For the material below, output exactly the span from the line with "Give one point for each instance of the forest in" to the line with "Give one point for each instance of the melting", including both, and nothing besides.

RECORDS TO USE =>
--- START ---

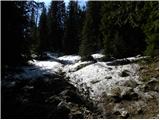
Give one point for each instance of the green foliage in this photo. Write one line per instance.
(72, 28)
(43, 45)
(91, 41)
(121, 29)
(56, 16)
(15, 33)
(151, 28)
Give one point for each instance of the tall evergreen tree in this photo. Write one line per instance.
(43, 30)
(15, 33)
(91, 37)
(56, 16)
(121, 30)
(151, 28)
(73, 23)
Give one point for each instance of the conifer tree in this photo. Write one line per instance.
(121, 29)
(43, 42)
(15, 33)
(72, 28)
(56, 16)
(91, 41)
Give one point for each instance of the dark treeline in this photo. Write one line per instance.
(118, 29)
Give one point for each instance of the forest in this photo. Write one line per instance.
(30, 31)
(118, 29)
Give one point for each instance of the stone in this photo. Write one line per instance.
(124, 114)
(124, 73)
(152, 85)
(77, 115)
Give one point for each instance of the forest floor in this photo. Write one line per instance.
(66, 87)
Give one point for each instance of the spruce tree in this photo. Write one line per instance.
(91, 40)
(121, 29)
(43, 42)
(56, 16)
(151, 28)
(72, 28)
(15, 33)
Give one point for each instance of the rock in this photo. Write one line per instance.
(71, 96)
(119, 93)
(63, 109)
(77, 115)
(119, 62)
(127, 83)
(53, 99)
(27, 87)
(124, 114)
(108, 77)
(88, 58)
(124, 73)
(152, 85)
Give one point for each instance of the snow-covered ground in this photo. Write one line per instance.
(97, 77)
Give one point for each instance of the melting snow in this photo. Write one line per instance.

--- END ---
--- START ---

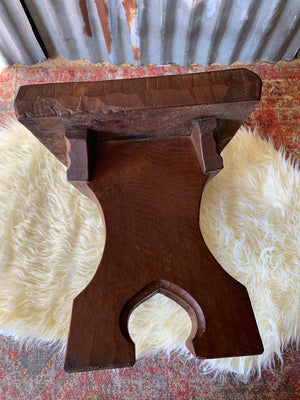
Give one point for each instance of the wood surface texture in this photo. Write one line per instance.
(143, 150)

--- END ---

SOLVED EXERCISE =>
Give one point for each instance of the forest in this photo. Write one line per instance.
(30, 31)
(118, 29)
Give one point for each instance of the stone in this photo. Write one line per instance.
(124, 114)
(124, 73)
(152, 85)
(77, 115)
Give one point for each instance of the forest floor in this photo. Write one line per instance.
(66, 87)
Give one point for each instance of the spruce tree in this photo. Write one line per instance.
(91, 40)
(121, 29)
(43, 42)
(56, 16)
(151, 28)
(72, 28)
(15, 33)
Give one point for each instance of the rock in this photo. Write one line per instance.
(71, 96)
(119, 93)
(63, 109)
(77, 115)
(119, 62)
(127, 83)
(53, 99)
(27, 87)
(124, 114)
(108, 77)
(88, 58)
(124, 73)
(152, 85)
Give one point for each instance of the snow-covered ground in this photo. Write one line per instance.
(97, 77)
Give one point for each instance of the melting snow in this photo. Write one line per instance.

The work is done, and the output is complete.